### Excerpted records
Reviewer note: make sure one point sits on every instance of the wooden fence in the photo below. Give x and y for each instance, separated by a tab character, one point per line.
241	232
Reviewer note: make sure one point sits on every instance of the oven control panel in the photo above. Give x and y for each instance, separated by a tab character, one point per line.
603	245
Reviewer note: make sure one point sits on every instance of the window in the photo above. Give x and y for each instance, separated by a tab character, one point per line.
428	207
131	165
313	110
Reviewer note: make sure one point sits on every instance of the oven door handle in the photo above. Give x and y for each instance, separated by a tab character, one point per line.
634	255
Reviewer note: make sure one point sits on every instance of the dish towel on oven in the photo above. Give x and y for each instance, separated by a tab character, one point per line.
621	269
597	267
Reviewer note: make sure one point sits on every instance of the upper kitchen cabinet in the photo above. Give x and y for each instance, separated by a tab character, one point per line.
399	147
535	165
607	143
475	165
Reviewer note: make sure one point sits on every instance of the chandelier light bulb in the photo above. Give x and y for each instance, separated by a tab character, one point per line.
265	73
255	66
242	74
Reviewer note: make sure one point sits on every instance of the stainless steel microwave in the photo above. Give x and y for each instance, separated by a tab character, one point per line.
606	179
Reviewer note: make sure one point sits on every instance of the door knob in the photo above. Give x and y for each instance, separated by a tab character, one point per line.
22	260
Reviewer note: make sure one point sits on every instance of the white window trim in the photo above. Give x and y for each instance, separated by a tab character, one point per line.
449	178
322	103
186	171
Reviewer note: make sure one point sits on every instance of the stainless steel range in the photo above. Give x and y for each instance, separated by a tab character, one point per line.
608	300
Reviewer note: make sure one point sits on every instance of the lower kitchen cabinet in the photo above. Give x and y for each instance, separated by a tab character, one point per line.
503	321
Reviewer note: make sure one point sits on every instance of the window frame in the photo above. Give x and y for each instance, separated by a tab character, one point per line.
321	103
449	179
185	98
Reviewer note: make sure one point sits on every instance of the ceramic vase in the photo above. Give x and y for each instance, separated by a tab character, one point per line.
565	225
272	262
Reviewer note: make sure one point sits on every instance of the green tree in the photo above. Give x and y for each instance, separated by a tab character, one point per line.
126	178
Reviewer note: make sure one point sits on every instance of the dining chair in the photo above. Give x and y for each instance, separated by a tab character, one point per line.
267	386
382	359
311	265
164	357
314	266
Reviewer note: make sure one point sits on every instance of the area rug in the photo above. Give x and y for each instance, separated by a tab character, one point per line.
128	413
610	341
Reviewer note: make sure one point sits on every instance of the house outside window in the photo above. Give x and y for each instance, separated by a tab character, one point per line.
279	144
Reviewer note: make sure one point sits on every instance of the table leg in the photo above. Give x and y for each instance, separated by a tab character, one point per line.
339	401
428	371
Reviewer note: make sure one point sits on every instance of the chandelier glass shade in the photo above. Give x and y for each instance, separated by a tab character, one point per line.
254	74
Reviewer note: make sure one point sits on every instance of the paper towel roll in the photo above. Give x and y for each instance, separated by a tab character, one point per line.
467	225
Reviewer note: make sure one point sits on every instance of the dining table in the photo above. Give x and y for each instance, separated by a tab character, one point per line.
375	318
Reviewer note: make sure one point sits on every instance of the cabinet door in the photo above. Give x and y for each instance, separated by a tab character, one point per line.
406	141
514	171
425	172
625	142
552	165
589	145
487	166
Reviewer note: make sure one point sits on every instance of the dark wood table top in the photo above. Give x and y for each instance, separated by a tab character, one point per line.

### Problem
Rewrite all of the items above, changing every "one point per line" to "one coordinate pair per line" and leaving everything else as it is.

### Answer to the exercise
Reviewer note: make sure one point sits on every instance of the wooden fence in the photo below. Give x and y for each instance, separated by a tab character, one coordinate pair per line.
241	232
Reviewer note: make sure one point sits on every instance of the oven control panel in the photo above. Give x and y for each instance, separated by a tab character, one coordinate pair per line.
603	245
Reviewer note: make sure one point sits on every instance of the window in the photo above. Give x and y for each instance, separated by a tab character, one coordinate pair per line.
428	207
131	165
313	110
Reviewer note: make sure one point sits on every instance of the oven door handle in the photo above. Give x and y for each instance, separated by a tab character, one coordinate pair per line.
634	255
Reviewer note: make sure one point sits on every instance of the dish towel on oven in the photo above. Give x and y for each instance, separated by a tab character, one coordinate pair per line.
621	269
597	267
Reviewer note: make sure one point sits on every instance of the upper kitchen cabinet in the photo above. Give x and y for each instance, separated by a tab character, one coordinate pair per line.
399	147
535	165
607	143
475	165
Reviewer note: make sure one point sits on every instance of the chandelier light bulb in the photo above. Give x and y for each instance, separated by a tab character, one coordinate pair per line.
265	73
255	66
242	74
Reviewer note: make sure one point sits on every instance of the stainless steel microwave in the photo above. Give x and y for each instance, separated by a tab character, one coordinate pair per line.
606	179
Reviewer note: make sure one point sits on every instance of the door knob in the photo above. Give x and y for each instance, separated by a tab character, one coordinate pair per line.
22	260
Reviewer note: make sure one point sits on every instance of the white window trim in the photo above. Give x and y for each instance, separated by a tab character, one coordinate pair per line.
449	178
322	103
186	171
Reviewer note: make sure one point sits on every instance of the stainless steel range in the photo above. Give x and y for each instance, separated by a tab character, one coordinate pair per line.
608	300
Reviewer note: make sure one point sits on every instance of the lower kitchen cabinet in the photo above. Give x and y for each instance, separated by a tab character, one coordinate pair per line.
503	321
Reviewer note: make sure one point sits on every instance of the window frame in the photo above. Give x and y for each instance, separated by a tab character, one coordinate pair per line.
321	103
449	179
185	98
Reviewer note: make sure one point sits on every instance of the ceramic vase in the photo above. Give x and y for each instance, separated by a tab character, one coordinate pair per line.
565	225
272	262
Reviewer note: make sure one point sits on every instance of the green tree in the photo above. Give x and y for each instance, separated by a tab character, one coordinate pair per line.
126	178
Reviewer note: make sure one point sits on every instance of the dining chair in the photo above. Give x and y for each instance, separated by a tab character, one coordinate pair per line.
267	386
382	359
311	265
164	357
314	266
Reviewer note: make sure one point sits on every instance of the area rug in the photo above. Give x and y for each instance, separated by a tab character, one coordinate pair per line.
128	413
610	341
Reviewer note: make sure one point sits on every instance of the house outside window in the photo above. Give x and y for each instance, separated by a tab character, one coordinate pair per line.
279	144
Reviewer note: make sure one point sits on every instance of the table leg in the photo above. Give x and y for each instance, separated by a tab character, one coordinate pair per line.
339	401
428	371
Reviewer note: make sure one point sits on every instance of the chandelier glass shade in the photo above. Give x and y for each instance, separated by a tab character, one coordinate pair per line.
254	74
Reviewer note: make sure one point sits on every instance of the paper towel roll in the photo above. Give x and y for each instance, separated by a tab character, one coordinate pair per line.
467	225
Reviewer note: make sure one point sits on every instance of the dining table in the photo above. Give x and y for each instance, separated by a tab character, one coordinate pair per line.
375	318
Reviewer note: make sure one point sits on every instance of the cabinet door in the photo above. Give x and y for each instance, separated by a tab character, one coordinate pair per line.
406	141
514	171
425	172
625	142
552	165
589	145
487	166
Reviewer note: make sure one point sits on every instance of the dark wood table top in the photo above. Give x and y for each instance, separated by a tab character, one coordinate pair per line.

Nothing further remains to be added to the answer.